* **EXERCISE AIM**
Below are lines of data; restate word for word those running from the line containing "Phrase -- sedimentary rock layer" to the line containing "Phrase -- large boulder", inclusive, and no others.

---

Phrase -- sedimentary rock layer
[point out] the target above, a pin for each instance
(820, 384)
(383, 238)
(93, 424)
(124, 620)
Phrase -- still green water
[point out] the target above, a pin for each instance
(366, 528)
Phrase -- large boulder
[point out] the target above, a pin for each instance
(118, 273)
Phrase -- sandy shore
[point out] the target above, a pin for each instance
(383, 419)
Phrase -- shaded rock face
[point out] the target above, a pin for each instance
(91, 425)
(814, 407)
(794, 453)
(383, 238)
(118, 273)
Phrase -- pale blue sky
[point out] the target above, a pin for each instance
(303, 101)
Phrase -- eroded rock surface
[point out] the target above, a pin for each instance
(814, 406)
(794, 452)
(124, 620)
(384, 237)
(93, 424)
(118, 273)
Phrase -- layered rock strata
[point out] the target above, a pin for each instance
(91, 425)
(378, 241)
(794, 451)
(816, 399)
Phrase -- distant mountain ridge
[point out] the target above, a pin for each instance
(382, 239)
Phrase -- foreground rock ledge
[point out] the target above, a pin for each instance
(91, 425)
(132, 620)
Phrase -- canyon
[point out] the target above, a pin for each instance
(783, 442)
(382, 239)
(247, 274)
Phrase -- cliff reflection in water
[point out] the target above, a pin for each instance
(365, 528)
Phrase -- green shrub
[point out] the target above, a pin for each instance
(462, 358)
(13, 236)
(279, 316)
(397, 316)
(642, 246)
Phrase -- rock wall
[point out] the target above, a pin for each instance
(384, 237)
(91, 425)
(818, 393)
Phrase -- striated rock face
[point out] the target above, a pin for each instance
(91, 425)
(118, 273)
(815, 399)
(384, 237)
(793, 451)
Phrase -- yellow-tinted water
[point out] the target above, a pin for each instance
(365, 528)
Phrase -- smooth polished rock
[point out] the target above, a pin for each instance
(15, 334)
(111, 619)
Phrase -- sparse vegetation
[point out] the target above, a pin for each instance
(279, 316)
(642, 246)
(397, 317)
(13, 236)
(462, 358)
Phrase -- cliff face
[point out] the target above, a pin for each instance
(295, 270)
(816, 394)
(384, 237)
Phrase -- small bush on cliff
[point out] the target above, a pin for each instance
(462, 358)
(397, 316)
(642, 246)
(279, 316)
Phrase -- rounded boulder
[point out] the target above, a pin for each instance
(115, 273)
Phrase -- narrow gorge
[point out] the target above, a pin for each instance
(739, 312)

---

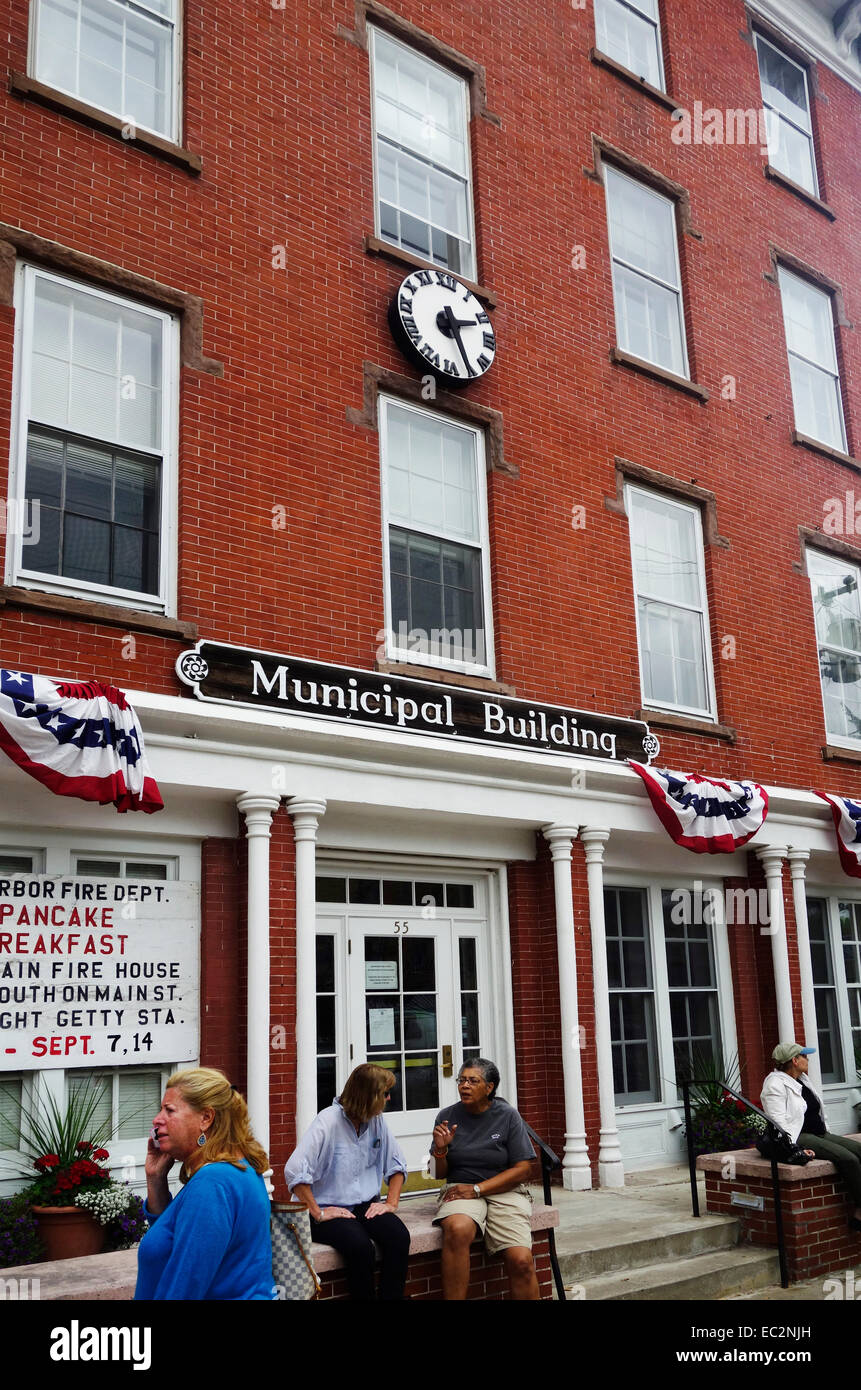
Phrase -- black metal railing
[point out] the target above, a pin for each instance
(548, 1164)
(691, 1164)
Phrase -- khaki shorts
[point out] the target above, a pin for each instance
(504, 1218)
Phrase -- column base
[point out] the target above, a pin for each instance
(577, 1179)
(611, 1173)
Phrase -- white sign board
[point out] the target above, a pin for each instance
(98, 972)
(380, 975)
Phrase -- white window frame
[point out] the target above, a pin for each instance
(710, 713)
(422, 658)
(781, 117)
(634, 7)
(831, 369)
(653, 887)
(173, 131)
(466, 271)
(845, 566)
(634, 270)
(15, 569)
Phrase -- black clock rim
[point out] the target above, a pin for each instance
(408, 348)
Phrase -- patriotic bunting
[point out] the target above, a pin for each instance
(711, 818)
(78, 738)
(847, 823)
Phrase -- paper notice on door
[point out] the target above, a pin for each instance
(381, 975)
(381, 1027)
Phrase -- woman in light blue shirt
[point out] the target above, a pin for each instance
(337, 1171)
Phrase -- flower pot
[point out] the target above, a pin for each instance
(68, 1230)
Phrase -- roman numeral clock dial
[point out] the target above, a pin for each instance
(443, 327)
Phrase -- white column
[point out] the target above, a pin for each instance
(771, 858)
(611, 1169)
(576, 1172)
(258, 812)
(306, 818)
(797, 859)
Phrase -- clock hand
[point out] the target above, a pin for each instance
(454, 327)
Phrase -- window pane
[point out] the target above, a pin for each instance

---

* **RESPONSE FOR THIS EXERCISE**
Phrase -- sedimentary rock layer
[point out] the target above, a pin for each instance
(820, 384)
(383, 238)
(93, 424)
(124, 620)
Phrase -- still green water
[point out] the target above, a pin for each instance
(366, 528)
Phrase -- large boulder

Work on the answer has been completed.